__EXTRACTED DATA__:
○ ○ ○ ○ ○ ○ ○

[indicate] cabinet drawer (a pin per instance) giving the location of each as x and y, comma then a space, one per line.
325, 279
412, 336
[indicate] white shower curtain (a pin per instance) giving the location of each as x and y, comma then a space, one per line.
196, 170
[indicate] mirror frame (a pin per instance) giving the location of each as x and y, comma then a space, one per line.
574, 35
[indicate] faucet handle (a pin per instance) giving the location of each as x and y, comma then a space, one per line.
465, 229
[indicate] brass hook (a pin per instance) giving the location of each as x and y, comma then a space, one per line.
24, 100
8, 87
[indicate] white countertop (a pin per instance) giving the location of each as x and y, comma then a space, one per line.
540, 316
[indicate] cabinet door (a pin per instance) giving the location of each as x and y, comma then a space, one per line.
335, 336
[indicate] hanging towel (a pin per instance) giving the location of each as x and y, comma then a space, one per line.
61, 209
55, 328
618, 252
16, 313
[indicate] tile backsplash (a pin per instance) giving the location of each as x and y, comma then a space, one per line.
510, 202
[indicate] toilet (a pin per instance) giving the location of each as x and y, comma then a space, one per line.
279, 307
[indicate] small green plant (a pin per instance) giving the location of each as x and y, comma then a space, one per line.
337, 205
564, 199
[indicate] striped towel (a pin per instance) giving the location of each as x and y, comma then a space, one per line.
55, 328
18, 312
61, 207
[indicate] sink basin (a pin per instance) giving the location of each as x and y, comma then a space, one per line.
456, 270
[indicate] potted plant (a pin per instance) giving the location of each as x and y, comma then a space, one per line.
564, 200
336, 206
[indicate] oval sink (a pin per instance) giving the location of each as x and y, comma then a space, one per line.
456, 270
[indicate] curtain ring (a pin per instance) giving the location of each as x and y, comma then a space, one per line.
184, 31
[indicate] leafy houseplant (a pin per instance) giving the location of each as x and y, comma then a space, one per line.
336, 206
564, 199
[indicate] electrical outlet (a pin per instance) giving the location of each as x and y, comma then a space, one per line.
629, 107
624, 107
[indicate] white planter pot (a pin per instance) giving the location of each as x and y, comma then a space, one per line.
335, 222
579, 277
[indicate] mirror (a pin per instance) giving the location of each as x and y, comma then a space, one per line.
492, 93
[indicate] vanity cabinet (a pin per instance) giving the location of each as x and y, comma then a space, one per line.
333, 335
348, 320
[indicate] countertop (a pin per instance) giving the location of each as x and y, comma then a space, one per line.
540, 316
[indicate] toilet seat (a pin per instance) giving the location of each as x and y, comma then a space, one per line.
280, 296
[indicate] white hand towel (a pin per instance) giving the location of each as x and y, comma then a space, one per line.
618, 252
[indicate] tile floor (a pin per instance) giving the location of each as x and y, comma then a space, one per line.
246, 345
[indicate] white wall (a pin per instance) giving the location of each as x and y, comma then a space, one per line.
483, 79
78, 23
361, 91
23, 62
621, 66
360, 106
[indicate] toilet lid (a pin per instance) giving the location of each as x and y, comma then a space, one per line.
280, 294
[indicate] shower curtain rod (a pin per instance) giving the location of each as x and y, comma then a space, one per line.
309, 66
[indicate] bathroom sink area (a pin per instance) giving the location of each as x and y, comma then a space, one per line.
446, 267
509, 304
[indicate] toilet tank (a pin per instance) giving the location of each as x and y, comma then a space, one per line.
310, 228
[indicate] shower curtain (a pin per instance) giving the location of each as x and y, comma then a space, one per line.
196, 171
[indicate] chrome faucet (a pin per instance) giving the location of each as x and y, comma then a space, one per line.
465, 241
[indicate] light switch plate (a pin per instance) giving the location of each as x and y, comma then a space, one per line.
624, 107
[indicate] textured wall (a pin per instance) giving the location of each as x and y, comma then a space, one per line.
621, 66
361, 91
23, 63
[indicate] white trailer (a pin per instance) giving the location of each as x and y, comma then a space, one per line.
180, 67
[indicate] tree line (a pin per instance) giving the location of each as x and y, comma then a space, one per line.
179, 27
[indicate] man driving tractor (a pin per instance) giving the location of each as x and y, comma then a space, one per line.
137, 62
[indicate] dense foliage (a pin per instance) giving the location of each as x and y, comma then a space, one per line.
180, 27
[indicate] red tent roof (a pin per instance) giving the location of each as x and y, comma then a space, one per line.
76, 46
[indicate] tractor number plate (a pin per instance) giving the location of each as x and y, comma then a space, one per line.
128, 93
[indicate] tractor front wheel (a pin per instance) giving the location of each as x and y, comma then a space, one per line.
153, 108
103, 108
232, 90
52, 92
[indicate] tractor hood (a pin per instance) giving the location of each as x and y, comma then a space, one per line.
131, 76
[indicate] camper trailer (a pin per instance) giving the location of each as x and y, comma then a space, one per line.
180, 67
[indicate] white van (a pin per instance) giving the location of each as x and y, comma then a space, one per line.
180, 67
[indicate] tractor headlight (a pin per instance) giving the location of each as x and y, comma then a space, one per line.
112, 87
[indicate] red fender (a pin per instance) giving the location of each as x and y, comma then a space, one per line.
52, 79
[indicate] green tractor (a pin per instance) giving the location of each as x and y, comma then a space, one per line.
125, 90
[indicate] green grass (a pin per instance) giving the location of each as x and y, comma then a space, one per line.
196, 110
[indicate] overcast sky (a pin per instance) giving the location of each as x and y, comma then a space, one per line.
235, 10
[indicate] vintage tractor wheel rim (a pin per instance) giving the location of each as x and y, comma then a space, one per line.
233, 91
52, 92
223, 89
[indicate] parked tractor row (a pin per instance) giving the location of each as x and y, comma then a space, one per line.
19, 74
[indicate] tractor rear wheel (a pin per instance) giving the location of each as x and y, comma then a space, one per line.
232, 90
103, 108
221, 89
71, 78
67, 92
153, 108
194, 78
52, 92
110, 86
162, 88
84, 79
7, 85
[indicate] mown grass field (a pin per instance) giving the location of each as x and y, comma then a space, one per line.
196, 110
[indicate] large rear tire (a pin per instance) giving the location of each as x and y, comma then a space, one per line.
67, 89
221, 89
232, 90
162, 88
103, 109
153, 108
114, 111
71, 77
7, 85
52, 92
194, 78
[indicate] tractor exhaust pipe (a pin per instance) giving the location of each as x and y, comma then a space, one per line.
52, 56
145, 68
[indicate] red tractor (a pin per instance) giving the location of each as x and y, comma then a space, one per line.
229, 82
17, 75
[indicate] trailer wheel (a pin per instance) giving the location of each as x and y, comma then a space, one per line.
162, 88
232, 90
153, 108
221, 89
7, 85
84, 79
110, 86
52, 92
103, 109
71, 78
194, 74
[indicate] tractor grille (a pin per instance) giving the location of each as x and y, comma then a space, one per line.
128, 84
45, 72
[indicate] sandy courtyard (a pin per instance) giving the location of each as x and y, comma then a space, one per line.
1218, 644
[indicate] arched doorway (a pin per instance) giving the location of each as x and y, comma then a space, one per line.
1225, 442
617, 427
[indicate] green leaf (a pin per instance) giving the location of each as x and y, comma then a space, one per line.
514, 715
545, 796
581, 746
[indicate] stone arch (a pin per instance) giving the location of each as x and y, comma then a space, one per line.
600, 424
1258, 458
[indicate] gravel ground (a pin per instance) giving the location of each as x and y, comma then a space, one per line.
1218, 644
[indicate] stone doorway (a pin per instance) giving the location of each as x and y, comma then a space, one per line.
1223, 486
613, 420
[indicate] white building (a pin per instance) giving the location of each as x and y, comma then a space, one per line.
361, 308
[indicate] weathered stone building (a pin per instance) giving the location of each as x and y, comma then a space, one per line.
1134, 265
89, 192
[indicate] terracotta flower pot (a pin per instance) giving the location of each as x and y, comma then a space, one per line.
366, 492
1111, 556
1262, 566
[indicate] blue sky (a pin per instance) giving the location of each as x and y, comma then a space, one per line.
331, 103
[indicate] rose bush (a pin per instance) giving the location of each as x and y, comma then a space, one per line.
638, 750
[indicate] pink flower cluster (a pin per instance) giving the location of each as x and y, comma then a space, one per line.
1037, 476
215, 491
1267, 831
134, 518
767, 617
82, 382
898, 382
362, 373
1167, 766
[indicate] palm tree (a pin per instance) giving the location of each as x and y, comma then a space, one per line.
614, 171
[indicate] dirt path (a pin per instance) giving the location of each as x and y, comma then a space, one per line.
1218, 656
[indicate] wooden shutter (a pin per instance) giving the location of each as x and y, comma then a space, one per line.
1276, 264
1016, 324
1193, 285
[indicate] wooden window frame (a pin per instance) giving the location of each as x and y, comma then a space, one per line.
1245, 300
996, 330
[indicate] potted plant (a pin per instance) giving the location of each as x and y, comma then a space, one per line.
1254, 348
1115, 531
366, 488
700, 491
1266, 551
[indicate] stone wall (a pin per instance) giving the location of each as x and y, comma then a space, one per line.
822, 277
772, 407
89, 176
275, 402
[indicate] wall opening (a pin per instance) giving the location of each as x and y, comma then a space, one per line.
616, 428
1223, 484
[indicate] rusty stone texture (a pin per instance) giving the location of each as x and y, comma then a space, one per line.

○ ○ ○ ○ ○ ○ ○

Your task is to copy exactly, and only, the lines from the line with "[indicate] wall opening" through the last line of the entries, both included.

[indicate] wall opening (a pin per instance) giving the location of each as x and y, comma then a space, one per line.
616, 428
1223, 484
[indicate] rusty stone texture (a pin per instance) giving the location of each as x and y, comma then a space, one per line.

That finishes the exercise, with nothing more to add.